* _TO-DO LIST_:
1. From the article on McCain's temper, pull out the passage that begins at the words "McCain: A Question" and stops after the words "greed and gutlessness.".
2. In the article on McCain's temper, in what year did McCain publish the memoir that is quoted?
3. Carry on the article on McCain's temper from its last sentence.
## Begin DOCUMENT
McCain: A Question of Temperament
By Michael Leahy
Washington Post Staff Writer
Sunday, April 20, 2008; A01
....Since the beginning of McCain's public life, the many witnesses to his temper have had strikingly different reactions to it. Some depict McCain, now the presumptive Republican nominee for president, as an erratic hothead incapable of staying cool in the face of what he views as either disloyalty to him or irrational opposition to his ideas. Others praise a firebrand who is resolute against the forces of greed and gutlessness.
"Does he get angry? Yes," said Sen. Joseph I. Lieberman, a Connecticut independent who supports McCain's presidential bid. "But it's never been enough to blur his judgment. . . . If anything, his passion and occasional bursts of anger have made him more effective." Former senator Bob Smith, a New Hampshire Republican, expresses worries about McCain: "His temper would place this country at risk in international affairs, and the world perhaps in danger. In my mind, it should disqualify him."
A spokesman for McCain's campaign said he would be unavailable for an interview on the subject of his temper. But over the years, no one has written more intimately about McCain's outbursts than McCain himself. "My temper has often been both a matter of public speculation and personal concern," he wrote in a 2002 memoir. "I have a temper, to state the obvious, which I have tried to control with varying degrees of success because it does not always serve my interest or the public's."
## End DOCUMENT
## Begin RECORDS SUPPLIED
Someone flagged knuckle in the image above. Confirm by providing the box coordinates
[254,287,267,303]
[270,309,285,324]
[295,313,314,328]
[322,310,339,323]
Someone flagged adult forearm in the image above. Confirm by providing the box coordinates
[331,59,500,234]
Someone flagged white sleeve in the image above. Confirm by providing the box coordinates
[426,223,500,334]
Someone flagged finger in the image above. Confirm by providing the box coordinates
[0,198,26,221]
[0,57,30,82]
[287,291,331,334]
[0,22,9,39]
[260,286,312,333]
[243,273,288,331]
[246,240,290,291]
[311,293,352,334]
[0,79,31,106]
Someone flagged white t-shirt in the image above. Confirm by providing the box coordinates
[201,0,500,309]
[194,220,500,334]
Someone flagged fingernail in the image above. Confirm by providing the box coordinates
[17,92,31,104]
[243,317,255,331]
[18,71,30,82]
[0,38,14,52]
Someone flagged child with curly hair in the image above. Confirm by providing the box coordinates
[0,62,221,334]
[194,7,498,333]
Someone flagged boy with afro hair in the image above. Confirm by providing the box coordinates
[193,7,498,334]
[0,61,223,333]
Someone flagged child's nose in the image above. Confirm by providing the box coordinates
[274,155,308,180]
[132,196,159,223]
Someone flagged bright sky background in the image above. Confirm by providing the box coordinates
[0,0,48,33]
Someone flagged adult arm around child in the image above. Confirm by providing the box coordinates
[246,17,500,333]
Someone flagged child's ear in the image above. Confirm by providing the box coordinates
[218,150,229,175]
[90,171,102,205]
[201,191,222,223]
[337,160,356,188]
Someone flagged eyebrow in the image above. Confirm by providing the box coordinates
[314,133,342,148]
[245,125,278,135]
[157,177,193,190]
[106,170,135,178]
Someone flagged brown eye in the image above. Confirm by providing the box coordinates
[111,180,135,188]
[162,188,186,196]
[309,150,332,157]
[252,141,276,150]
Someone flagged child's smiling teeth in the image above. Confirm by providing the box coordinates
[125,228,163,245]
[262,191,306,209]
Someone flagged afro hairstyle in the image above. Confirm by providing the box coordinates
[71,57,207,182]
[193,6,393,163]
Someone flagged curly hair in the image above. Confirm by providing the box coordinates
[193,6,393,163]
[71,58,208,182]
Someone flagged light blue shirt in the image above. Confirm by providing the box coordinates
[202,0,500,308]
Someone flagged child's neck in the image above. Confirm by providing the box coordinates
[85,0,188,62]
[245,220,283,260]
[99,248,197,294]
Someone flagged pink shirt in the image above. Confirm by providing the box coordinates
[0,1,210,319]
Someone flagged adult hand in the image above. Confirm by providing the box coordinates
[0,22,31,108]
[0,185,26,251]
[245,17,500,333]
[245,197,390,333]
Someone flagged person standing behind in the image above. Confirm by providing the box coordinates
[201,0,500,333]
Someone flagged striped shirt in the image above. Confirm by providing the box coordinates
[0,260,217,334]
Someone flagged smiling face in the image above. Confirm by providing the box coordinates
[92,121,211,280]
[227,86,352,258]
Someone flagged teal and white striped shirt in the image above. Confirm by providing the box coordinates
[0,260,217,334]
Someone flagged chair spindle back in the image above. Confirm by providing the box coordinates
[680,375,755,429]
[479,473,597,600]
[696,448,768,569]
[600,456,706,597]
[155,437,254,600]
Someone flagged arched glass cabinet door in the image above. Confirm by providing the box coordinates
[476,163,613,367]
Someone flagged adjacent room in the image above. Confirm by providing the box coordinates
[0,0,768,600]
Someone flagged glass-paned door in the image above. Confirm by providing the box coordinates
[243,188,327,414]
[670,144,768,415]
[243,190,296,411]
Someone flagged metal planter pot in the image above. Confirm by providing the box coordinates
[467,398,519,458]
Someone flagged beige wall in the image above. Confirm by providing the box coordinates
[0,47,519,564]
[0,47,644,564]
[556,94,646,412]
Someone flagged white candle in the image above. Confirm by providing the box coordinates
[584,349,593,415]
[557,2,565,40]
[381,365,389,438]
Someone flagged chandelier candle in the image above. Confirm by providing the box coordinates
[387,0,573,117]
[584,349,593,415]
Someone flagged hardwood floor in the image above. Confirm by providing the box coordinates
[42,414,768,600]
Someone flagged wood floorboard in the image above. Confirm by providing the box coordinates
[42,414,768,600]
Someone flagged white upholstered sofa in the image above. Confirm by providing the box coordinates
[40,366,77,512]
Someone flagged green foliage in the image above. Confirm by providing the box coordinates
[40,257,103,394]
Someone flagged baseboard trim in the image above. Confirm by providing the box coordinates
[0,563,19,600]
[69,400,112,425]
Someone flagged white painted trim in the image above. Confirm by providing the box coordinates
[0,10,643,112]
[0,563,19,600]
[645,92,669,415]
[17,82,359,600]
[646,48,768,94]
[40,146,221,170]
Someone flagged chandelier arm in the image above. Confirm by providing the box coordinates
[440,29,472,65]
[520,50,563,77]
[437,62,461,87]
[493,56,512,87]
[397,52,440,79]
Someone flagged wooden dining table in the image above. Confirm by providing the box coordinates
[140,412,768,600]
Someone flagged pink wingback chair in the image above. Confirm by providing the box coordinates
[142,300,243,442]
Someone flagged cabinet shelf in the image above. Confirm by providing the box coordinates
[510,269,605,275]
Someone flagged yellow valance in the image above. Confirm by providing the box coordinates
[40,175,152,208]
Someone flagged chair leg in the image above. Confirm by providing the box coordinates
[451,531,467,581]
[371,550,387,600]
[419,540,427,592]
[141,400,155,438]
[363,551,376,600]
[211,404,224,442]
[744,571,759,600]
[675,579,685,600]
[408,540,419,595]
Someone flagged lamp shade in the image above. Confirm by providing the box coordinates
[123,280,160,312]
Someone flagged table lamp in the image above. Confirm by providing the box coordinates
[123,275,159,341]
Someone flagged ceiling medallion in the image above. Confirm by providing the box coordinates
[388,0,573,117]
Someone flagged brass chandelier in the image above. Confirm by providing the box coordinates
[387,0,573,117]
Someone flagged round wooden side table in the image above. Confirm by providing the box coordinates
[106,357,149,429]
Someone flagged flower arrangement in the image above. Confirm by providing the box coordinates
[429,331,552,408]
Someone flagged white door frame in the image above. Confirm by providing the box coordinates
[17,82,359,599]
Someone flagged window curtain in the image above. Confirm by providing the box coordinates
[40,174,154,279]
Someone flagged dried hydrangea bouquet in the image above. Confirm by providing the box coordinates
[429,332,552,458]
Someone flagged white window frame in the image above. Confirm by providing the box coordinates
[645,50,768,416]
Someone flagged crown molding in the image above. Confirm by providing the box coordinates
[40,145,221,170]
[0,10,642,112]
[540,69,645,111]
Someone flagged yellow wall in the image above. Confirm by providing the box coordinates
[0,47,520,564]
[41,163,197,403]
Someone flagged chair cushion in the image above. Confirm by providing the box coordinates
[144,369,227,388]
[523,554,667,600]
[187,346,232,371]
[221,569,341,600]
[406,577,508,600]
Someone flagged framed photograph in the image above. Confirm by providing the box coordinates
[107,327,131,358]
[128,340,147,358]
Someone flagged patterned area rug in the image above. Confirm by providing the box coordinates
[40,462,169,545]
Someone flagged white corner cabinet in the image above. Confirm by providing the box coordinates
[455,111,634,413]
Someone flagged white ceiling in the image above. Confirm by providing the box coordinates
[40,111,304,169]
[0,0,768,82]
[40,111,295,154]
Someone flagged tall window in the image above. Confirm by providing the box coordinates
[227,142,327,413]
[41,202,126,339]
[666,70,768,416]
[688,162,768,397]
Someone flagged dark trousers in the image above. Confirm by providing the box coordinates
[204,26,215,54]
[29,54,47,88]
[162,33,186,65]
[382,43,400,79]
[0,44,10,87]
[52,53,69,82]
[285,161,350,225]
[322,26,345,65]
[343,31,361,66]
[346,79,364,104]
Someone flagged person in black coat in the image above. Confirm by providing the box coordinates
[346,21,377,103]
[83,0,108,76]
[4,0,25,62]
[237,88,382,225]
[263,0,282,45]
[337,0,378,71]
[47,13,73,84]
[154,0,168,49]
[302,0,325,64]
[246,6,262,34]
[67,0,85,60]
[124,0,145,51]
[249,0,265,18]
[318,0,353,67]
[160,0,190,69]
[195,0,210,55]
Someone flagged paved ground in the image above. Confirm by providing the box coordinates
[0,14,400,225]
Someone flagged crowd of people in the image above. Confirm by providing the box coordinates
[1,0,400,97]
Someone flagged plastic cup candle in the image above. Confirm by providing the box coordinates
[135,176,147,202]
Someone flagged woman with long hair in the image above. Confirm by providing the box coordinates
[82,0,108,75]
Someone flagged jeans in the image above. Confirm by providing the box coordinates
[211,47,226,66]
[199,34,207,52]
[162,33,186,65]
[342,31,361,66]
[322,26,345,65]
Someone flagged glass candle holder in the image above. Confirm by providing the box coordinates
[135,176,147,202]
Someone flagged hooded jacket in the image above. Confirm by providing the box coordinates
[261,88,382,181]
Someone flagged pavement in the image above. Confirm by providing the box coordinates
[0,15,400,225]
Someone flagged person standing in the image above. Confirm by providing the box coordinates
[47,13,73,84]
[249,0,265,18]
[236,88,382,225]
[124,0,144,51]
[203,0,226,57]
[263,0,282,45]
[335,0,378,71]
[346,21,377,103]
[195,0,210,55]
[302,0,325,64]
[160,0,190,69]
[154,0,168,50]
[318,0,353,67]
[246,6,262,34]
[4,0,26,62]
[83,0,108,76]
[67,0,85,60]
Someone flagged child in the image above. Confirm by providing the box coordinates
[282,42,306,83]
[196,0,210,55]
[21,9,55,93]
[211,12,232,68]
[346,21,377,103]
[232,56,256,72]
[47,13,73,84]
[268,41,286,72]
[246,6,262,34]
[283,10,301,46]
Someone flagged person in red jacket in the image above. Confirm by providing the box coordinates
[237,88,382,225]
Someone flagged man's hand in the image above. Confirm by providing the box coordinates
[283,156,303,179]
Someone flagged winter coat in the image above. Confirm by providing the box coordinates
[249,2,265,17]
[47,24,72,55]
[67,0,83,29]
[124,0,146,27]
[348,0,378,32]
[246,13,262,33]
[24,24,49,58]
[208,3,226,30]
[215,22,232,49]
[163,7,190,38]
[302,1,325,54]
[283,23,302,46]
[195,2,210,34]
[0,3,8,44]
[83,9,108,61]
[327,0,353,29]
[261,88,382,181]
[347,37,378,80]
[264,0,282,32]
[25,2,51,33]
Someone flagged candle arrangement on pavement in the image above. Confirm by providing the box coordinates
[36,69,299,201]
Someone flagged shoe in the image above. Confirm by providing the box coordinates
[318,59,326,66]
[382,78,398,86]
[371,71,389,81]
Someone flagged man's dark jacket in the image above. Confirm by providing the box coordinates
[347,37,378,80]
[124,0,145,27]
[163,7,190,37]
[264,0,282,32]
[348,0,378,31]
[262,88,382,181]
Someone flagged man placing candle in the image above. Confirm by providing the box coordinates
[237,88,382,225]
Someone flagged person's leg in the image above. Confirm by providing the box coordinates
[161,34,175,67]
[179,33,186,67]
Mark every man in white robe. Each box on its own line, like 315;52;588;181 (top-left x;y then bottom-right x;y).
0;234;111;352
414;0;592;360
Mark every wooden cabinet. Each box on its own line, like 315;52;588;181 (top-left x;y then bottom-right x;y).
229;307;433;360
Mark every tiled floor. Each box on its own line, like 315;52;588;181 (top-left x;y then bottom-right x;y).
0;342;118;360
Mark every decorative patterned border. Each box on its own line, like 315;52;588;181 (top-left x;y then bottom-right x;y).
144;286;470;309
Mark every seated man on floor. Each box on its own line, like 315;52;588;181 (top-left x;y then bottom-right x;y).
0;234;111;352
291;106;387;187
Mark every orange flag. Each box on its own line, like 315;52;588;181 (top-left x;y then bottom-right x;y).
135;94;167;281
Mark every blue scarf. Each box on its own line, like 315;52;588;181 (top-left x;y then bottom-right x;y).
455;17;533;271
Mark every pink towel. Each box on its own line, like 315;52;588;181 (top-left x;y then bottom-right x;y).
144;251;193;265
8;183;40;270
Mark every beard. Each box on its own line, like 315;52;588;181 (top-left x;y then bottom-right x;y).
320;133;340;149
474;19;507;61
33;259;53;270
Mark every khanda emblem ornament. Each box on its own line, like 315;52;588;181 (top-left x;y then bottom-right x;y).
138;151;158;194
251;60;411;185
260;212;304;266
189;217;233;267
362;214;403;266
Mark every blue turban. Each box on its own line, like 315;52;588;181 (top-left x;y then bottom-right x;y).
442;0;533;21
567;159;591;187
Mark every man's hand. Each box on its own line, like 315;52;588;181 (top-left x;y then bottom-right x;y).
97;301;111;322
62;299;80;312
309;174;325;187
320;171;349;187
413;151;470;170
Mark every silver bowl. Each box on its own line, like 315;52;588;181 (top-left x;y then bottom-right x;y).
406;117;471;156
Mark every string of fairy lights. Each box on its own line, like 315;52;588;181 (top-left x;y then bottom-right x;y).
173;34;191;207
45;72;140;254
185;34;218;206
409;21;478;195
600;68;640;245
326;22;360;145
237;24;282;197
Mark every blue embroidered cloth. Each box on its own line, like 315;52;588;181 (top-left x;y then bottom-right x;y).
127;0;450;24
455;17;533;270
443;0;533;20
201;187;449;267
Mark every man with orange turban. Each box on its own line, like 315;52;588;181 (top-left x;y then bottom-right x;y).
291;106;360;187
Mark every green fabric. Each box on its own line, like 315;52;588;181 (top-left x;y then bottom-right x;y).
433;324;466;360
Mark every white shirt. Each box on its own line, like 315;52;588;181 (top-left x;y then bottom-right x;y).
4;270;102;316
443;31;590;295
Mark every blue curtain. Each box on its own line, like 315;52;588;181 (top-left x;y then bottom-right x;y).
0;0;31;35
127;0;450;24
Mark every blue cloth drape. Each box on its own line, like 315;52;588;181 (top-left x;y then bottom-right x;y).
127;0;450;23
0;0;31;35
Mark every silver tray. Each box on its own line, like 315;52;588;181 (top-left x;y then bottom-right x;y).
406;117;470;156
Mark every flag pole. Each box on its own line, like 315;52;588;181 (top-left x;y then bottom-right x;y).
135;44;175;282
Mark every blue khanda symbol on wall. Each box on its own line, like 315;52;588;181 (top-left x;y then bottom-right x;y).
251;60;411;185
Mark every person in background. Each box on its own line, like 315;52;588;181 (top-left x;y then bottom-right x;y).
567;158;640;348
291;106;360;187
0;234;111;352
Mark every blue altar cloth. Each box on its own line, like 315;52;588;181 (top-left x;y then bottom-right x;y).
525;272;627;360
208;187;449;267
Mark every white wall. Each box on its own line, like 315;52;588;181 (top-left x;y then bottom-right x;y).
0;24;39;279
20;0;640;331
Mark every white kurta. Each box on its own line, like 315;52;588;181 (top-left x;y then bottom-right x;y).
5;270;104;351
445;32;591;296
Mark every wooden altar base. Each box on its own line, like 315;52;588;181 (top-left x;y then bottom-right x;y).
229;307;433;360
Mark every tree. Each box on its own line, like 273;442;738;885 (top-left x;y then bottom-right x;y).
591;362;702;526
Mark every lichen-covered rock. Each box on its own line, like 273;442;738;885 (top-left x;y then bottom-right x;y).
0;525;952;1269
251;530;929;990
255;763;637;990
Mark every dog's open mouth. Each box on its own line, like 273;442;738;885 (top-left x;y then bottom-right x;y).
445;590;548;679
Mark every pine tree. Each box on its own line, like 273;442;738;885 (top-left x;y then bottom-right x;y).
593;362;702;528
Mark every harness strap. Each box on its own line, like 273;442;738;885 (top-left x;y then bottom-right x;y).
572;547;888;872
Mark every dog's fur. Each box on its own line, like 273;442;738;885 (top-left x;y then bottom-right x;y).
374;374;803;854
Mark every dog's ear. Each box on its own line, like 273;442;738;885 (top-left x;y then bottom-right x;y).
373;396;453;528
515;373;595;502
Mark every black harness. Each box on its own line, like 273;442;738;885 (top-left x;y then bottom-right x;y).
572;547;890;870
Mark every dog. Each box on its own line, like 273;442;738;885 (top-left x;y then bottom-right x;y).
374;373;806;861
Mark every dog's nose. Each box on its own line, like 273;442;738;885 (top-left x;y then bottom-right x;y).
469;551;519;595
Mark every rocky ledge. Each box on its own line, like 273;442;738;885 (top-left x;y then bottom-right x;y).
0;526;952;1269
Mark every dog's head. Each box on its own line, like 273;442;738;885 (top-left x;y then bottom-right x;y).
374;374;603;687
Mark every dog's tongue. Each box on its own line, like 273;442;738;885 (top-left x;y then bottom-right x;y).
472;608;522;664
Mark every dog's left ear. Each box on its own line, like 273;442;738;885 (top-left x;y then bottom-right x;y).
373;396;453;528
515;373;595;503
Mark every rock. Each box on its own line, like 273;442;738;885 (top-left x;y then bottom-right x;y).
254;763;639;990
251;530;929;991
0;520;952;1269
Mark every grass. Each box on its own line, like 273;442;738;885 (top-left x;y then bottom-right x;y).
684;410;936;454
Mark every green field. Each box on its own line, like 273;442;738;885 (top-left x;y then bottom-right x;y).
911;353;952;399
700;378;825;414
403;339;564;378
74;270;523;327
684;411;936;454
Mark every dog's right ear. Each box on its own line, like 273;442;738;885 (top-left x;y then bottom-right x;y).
## End RECORDS SUPPLIED
* _ANSWERS GIVEN_:
1.
McCain: A Question of Temperament
By Michael Leahy
Washington Post Staff Writer
Sunday, April 20, 2008; A01
....Since the beginning of McCain's public life, the many witnesses to his temper have had strikingly different reactions to it. Some depict McCain, now the presumptive Republican nominee for president, as an erratic hothead incapable of staying cool in the face of what he views as either disloyalty to him or irrational opposition to his ideas. Others praise a firebrand who is resolute against the forces of greed and gutlessness.

2. 2002

3.
That temper has followed him throughout his life, McCain acknowledges. He recalls in his writings how, as a toddler, he sometimes held his breath and fainted during moments of fury....He defied authority (at Episcopal High School), ridiculed other students, sometimes fought. The nicknames hung on him at Episcopal mocked his hair-trigger feistiness: "Punk" and "McNasty." Hoping to emulate his father and grandfather, also an admiral, he went on to the Naval Academy, where his pattern of unruliness and defiance continued, landing him near the bottom of his class. "I acted like a jerk," McCain wrote of the period before he righted himself to become a naval aviator, a Vietnam POW and eventually a career politician.
The trajectory of his temper, studied ever more intently as his White House ambitions took shape, includes incidents from his years in the House and in the Senate, leading up to the early days of his current presidential campaign. In 2007, during a heated closed-door discussion with Senate colleagues about the contentious immigration issue, he angrily shouted a profanity at a fellow Republican, John Cornyn of Texas, an incident that quickly found its way into headlines....
According to aides, McCain's frequent comments about his temperament reflect a recognition that the issue persists for some voters and the media....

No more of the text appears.